§ **Task requirements**:
Pictures stay out of the copy. Transcribe exactly, and only, the line with "Target: front wheel" through the last line of the entries below.

§ **Task input**:

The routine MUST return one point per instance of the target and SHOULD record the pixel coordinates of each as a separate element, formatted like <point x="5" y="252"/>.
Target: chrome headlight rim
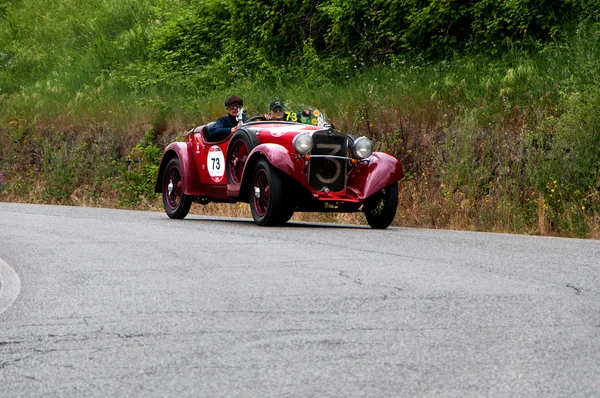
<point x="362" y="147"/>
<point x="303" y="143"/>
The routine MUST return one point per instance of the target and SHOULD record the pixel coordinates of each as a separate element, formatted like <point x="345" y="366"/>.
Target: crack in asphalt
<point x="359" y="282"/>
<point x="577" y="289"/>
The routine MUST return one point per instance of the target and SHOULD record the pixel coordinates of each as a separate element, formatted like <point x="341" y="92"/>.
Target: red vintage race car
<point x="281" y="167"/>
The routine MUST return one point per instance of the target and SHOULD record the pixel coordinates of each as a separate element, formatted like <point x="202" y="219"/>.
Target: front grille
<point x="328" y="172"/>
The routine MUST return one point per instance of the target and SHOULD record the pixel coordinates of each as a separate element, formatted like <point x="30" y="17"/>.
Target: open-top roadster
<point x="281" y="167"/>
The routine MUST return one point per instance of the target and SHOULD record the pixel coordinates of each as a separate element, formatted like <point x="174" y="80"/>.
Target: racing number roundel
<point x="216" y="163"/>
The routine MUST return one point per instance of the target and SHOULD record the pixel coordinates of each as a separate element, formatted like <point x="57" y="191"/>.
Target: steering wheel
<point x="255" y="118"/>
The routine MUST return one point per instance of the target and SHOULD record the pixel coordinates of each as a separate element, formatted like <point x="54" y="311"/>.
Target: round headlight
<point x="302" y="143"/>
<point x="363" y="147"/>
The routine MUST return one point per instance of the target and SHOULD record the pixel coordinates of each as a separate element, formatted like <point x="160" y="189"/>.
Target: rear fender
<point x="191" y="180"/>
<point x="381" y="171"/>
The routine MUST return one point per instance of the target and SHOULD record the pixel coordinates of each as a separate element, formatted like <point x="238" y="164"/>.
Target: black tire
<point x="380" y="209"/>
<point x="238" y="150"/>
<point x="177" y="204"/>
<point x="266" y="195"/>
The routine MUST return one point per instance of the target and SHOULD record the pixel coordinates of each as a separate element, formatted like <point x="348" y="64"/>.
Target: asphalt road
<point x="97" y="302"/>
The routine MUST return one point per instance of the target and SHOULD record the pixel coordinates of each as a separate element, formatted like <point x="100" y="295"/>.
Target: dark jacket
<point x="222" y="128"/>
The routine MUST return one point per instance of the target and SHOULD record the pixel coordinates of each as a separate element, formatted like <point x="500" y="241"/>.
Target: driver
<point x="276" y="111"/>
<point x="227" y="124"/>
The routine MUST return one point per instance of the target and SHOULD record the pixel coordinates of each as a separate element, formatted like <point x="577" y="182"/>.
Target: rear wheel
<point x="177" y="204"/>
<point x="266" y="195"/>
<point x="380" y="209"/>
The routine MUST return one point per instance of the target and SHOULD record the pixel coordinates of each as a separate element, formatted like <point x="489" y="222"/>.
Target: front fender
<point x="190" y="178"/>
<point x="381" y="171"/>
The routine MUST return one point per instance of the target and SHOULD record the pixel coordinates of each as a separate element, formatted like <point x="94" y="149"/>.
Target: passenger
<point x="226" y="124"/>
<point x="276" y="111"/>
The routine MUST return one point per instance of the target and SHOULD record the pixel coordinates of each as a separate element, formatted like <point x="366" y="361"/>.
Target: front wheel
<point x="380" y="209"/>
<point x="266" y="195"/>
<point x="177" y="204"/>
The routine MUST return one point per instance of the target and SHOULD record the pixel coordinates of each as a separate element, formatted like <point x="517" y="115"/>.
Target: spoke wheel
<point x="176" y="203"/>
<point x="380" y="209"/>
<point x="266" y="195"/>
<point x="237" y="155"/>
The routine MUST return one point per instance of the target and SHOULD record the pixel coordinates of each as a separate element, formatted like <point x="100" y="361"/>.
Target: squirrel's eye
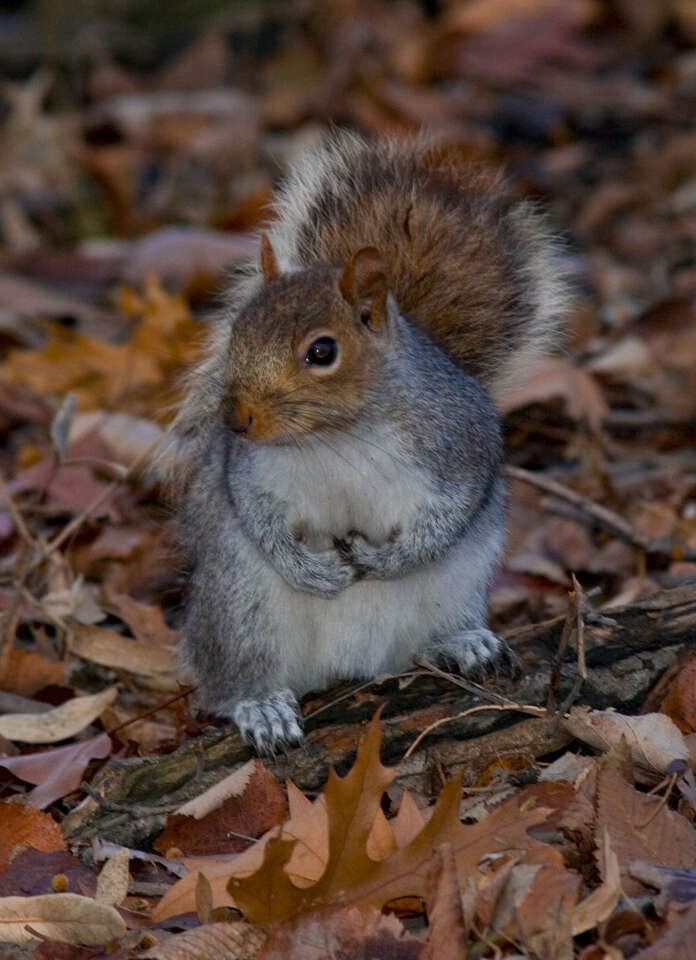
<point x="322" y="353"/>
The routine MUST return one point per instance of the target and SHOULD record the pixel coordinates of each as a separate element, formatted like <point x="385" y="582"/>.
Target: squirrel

§ **Finished exercise**:
Target: front wheel
<point x="380" y="209"/>
<point x="266" y="195"/>
<point x="177" y="204"/>
The routine MUST return one point per instance of the target and SHOULD record the pixel coordinates of each as a separate element, formatted like <point x="517" y="115"/>.
Target: spoke wheel
<point x="176" y="203"/>
<point x="380" y="209"/>
<point x="266" y="195"/>
<point x="237" y="155"/>
The routine MUST return one point per instance of the target and SHOULD record the pixel coordinates of each as a separate element, formatted like <point x="100" y="361"/>.
Target: squirrel's eye
<point x="322" y="353"/>
The routine MUST return one point per instance of the target and SHOULD record the pixel coordinates of each as a separate element, formatted like <point x="385" y="582"/>.
Target: squirrel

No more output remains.